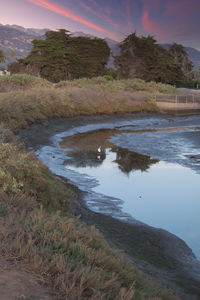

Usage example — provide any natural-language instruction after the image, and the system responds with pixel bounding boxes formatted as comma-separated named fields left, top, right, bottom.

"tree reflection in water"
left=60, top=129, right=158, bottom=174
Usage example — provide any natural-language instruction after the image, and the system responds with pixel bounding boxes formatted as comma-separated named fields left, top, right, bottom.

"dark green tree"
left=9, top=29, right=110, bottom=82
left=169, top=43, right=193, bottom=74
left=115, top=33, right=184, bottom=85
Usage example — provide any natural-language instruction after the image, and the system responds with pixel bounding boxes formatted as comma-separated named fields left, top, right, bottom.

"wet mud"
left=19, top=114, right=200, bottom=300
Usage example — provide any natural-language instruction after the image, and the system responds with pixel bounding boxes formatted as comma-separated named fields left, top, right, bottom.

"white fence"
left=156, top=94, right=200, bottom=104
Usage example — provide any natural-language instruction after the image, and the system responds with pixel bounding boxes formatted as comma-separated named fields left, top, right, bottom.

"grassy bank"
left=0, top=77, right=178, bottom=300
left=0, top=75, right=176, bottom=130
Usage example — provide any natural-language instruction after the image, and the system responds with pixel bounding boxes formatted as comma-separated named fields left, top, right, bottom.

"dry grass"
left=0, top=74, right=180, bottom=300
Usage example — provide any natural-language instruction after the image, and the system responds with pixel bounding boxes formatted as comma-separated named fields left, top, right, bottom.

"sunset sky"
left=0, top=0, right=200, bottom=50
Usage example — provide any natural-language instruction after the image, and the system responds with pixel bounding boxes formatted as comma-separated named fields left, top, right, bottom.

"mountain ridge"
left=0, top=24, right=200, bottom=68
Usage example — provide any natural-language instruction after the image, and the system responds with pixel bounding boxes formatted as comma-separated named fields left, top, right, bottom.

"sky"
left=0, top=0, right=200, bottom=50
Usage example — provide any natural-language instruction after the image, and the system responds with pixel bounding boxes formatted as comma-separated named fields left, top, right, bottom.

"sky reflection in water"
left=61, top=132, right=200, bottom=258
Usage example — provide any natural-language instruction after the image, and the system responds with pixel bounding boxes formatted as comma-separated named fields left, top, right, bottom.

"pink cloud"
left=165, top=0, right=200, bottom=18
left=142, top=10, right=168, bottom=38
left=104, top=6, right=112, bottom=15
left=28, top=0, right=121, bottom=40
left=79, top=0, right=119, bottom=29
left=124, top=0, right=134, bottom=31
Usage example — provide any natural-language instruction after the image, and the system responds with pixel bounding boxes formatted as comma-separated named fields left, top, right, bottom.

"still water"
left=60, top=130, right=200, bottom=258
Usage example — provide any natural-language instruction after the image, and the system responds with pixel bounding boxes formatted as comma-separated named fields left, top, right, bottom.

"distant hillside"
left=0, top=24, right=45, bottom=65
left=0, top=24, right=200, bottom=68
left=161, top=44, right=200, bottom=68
• • • • •
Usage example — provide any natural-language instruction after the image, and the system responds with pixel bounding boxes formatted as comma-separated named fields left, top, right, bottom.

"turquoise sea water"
• • • • •
• **Set task**:
Count the lines in the data above that contain the word "water". Give only the number.

• **Full output**:
4